## PETUNJUK TUGAS
Salin ulang kata demi kata bagian teks tentang Allah Maha Mendengar yang dibuka dengan kata-kata berisi "Allâh Azza wa Jalla memiliki" dan ditutup dengan "Azza wa Jalla .".

## TEKS PILIHAN
---------------
Saturday, January 20, 2018

Allâh Subhanahu Wa Ta’ala Maha Mendengar

Allâh Azza wa Jalla memiliki asmaul husna, yaitu nama-nama yang paling indah. Dan setiap nama Allâh memuat sifat yang sesuai dengan nama tersebut. Dan di antara nama Allâh Azza wa Jalla adalah As-Samî’, yang berarti Dia Yang Maha Mendengar, dan memuat sifat sama’, yaitu mendengar. Dan sifat sama’ bagi Allâh adalah sifat dzâtiyah, yaitu sifat yang selalu ada pada diri Allâh Azza wa Jalla .
---------------
Cuplikan data penunjukan:
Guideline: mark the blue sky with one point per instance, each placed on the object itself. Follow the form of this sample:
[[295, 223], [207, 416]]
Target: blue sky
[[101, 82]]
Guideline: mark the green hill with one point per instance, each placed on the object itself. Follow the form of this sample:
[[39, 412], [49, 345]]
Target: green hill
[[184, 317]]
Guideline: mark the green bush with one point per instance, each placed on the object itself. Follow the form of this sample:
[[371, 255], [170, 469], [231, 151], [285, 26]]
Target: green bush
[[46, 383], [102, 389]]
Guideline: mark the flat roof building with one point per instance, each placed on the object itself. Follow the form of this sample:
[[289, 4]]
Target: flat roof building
---------------
## JAWABAN
Allâh Azza wa Jalla memiliki asmaul husna, yaitu nama-nama yang paling indah. Dan setiap nama Allâh memuat sifat yang sesuai dengan nama tersebut. Dan di antara nama Allâh Azza wa Jalla adalah As-Samî’, yang berarti Dia Yang Maha Mendengar, dan memuat sifat sama’, yaitu mendengar. Dan sifat sama’ bagi Allâh adalah sifat dzâtiyah, yaitu sifat yang selalu ada pada diri Allâh Azza wa Jalla .